Point localization data:
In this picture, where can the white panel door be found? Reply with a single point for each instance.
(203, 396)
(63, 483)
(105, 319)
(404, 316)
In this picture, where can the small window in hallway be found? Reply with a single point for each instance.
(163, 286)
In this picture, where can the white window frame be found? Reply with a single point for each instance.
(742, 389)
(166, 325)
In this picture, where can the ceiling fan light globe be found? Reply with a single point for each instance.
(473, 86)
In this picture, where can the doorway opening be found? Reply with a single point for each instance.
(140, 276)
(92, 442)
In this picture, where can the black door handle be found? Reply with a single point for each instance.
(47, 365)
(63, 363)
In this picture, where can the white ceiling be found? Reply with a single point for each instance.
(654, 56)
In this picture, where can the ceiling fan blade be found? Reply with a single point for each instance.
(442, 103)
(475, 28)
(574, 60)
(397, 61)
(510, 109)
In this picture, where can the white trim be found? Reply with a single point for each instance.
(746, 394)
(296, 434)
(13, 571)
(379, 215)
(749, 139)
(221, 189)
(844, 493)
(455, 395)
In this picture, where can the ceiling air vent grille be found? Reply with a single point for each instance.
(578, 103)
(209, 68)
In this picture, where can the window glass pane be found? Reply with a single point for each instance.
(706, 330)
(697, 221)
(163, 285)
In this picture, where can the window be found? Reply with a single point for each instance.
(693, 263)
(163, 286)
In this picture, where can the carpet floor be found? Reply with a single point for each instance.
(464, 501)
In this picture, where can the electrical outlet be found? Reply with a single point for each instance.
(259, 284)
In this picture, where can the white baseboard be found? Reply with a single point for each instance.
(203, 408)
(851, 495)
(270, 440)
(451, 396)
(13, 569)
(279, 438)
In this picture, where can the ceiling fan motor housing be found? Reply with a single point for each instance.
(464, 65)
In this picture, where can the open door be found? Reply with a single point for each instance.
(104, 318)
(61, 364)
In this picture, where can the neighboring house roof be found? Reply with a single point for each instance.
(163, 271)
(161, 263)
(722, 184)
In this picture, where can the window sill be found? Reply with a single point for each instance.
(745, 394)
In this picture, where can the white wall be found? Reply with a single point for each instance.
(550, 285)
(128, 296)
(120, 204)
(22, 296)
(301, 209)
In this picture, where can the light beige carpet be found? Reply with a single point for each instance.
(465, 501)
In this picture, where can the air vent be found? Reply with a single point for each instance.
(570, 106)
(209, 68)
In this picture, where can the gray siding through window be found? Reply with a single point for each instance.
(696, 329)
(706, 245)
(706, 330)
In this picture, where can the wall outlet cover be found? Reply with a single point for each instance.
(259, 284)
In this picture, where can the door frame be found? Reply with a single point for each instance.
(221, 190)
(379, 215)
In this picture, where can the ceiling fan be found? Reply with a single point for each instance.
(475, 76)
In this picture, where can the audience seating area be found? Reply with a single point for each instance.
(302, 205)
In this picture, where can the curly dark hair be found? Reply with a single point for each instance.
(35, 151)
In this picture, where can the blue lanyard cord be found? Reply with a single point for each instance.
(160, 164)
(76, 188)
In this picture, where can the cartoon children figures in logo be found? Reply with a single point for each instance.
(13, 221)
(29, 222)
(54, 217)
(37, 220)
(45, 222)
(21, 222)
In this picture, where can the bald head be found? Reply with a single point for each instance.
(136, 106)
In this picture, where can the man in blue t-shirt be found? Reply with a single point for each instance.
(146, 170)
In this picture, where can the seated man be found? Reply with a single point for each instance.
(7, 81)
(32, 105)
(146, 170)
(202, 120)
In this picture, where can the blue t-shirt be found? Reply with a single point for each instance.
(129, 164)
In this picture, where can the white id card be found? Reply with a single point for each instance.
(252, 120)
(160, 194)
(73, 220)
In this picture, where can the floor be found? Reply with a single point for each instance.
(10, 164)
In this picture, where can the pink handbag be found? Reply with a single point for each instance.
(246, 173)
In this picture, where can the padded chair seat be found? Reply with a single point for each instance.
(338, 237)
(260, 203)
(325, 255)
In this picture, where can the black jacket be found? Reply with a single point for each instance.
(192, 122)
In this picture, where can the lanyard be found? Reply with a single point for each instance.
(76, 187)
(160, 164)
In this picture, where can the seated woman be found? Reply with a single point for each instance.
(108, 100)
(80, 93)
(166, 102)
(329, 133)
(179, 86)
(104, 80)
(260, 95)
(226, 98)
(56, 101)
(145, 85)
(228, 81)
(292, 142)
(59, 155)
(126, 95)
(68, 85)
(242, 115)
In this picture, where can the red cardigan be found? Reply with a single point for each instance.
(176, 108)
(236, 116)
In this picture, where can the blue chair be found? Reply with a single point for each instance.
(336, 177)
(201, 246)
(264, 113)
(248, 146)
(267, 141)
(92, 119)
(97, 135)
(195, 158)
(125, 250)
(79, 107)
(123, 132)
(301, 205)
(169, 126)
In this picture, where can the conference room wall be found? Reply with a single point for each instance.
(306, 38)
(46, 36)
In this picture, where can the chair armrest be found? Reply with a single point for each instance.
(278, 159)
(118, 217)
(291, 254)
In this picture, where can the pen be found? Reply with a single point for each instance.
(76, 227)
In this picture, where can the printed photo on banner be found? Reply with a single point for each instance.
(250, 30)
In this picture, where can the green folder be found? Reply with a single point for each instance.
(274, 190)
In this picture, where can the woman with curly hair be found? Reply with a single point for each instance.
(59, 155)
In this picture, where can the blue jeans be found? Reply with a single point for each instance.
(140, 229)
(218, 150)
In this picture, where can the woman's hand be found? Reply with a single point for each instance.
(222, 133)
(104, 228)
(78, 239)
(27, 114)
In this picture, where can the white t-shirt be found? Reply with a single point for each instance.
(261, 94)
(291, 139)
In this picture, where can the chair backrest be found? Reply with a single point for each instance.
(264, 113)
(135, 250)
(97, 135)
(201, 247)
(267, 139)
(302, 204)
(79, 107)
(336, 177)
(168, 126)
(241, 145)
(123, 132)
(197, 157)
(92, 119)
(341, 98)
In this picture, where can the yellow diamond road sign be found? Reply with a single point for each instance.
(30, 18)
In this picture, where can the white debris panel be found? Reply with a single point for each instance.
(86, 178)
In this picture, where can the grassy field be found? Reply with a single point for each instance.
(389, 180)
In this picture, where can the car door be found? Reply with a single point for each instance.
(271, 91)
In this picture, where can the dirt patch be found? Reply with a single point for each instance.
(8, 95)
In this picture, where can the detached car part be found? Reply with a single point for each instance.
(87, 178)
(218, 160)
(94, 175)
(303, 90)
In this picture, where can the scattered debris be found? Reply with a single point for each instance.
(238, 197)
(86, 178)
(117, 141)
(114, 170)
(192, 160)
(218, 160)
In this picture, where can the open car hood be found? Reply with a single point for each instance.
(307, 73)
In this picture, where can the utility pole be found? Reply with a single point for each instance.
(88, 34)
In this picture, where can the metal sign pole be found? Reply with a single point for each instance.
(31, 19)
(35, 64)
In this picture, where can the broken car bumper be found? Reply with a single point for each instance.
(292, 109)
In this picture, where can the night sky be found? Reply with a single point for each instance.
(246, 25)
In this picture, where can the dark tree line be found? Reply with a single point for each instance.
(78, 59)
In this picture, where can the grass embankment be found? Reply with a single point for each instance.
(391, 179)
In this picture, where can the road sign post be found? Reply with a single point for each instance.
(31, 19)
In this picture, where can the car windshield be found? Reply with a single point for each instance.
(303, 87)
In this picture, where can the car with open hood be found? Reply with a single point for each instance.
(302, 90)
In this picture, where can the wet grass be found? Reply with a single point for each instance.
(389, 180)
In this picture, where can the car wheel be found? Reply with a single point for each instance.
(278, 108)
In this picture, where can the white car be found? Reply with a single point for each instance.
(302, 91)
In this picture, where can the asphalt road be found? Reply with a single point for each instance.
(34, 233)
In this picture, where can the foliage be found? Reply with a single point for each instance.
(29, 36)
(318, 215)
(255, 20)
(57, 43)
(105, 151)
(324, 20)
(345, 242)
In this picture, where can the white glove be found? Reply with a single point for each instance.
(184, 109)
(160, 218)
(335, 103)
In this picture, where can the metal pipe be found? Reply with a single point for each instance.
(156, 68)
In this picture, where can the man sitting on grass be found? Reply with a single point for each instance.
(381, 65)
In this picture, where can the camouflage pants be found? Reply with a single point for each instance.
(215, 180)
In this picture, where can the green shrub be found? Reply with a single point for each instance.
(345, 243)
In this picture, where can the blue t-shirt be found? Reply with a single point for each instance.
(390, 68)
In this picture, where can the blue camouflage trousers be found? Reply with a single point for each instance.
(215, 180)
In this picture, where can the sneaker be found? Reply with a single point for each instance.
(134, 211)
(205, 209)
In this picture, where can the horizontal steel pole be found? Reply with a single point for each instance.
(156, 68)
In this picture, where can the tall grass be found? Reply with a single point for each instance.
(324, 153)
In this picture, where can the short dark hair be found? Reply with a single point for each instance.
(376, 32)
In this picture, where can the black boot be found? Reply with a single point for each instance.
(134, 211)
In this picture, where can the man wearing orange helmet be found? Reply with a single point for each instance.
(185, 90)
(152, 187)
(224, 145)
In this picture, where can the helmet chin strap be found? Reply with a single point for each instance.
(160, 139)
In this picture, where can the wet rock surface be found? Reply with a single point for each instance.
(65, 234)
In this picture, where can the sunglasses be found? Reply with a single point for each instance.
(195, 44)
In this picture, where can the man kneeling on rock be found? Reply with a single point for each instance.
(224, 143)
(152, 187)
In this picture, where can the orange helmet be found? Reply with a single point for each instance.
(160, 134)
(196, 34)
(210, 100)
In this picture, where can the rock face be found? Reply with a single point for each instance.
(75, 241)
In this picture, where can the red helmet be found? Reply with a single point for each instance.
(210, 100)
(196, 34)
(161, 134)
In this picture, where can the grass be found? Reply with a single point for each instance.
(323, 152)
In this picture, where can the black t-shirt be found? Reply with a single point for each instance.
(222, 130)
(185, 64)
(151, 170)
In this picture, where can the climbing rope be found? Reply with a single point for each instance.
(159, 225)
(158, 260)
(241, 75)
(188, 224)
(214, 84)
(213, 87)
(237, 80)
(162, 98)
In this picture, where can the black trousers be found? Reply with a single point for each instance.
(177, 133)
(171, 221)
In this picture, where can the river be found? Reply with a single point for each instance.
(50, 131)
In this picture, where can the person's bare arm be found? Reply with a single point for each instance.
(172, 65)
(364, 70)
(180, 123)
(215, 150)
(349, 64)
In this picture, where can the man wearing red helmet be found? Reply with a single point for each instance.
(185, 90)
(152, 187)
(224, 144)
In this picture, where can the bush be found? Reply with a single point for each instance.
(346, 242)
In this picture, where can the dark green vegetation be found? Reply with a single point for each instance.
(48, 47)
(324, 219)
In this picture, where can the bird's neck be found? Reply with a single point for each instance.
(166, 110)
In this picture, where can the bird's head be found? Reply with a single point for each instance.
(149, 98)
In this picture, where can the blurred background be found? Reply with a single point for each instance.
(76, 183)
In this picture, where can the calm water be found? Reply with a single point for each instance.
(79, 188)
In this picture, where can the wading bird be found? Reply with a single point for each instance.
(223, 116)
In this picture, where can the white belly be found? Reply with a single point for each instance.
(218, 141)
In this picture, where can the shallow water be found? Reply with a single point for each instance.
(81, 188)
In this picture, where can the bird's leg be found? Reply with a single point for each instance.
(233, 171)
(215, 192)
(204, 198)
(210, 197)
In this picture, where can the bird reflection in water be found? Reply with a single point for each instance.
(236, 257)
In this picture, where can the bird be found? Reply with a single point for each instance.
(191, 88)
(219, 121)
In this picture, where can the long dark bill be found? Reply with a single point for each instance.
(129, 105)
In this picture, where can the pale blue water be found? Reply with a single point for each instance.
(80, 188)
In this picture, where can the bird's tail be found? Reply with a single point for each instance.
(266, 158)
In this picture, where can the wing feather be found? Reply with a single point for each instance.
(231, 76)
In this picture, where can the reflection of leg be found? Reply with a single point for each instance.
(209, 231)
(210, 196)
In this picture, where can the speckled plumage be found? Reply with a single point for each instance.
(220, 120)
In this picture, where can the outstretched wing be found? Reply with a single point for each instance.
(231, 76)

ABOUT THIS TASK -
Every line from the one containing "In this picture, where can the bird reflection" through the last line of the entries must be written out verbatim, and no other line.

RESPONSE AREA -
In this picture, where can the bird reflection in water be found? Reply with a single point for each instance.
(236, 257)
In this picture, where can the bird be found? Reply with a single point for each instance.
(191, 88)
(219, 121)
In this picture, where can the long dark bill be found? Reply with a single point for each instance.
(129, 105)
In this picture, where can the pale blue water be found? Reply with a single point for each instance.
(80, 188)
In this picture, where can the bird's tail be found? Reply with a single point for each instance.
(266, 158)
In this picture, where can the wing feather be found? Reply with a single point for each instance.
(231, 76)
In this picture, where can the reflection of leg be found? Reply with a single point for each instance.
(209, 231)
(210, 196)
In this picture, where can the speckled plumage be found? Reply with a single point for each instance.
(220, 120)
In this picture, where can the outstretched wing be found? Reply with a single point for each instance.
(231, 76)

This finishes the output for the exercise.